TASK DETAILS: Only one stretch of the data below is needed. Output the lines from the one with "For every instance of the metal" up to and including the one with "For every instance of the person", exactly as they stand.

DATA FOR ANALYSIS:
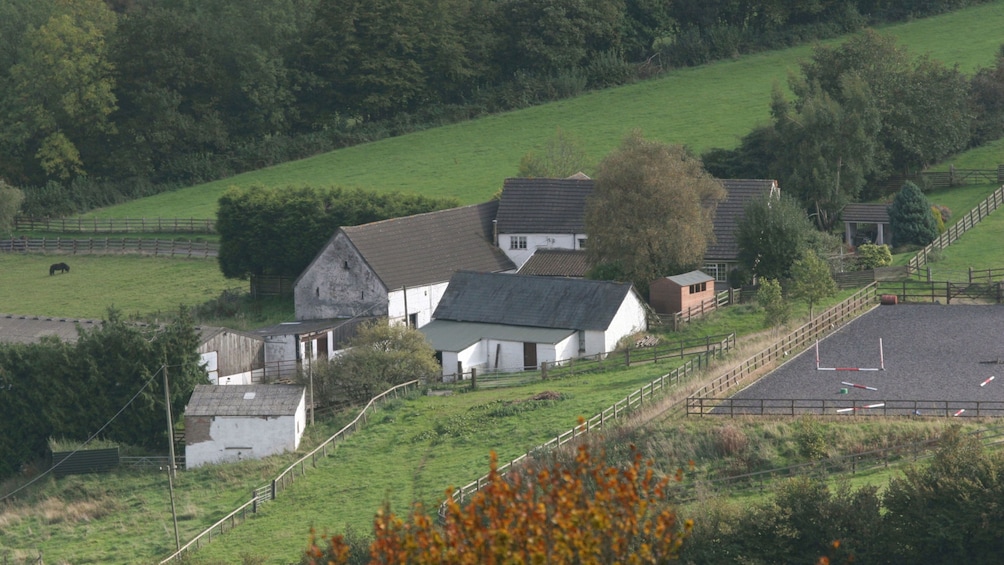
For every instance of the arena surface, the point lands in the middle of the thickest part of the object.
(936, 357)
---
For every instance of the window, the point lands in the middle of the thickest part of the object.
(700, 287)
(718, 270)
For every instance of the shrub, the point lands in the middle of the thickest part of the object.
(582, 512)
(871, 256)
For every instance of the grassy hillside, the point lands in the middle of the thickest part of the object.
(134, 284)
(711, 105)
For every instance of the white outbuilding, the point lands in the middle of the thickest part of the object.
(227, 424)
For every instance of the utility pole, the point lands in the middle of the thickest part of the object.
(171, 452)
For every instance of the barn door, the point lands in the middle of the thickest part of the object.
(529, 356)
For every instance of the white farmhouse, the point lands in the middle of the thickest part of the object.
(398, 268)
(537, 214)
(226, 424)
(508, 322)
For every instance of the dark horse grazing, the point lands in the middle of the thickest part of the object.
---
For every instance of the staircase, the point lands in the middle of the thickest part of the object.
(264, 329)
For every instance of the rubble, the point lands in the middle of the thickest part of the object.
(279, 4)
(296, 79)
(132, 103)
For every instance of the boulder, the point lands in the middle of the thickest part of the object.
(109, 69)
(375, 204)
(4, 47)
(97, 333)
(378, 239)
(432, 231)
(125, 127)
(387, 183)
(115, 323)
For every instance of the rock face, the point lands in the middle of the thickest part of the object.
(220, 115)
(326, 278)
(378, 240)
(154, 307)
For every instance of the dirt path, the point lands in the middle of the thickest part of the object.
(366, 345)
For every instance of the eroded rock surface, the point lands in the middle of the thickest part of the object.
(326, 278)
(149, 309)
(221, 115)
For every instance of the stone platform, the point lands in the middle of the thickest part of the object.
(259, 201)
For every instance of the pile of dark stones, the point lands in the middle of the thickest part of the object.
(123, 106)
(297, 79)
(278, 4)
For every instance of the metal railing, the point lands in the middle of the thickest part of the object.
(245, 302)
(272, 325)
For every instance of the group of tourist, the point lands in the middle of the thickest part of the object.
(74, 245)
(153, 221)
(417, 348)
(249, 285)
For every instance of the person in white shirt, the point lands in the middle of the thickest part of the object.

EXERCISE RESPONSE:
For every instance of the metal railing, the point lands in the middle of the thickest part of the object.
(245, 302)
(272, 325)
For every instance of the group of tourist, the point lands in the middle of the thickest part of the object.
(74, 245)
(153, 221)
(417, 348)
(249, 285)
For every instance of the person in white shirt, the point lands in the middle of the thickest part of the object.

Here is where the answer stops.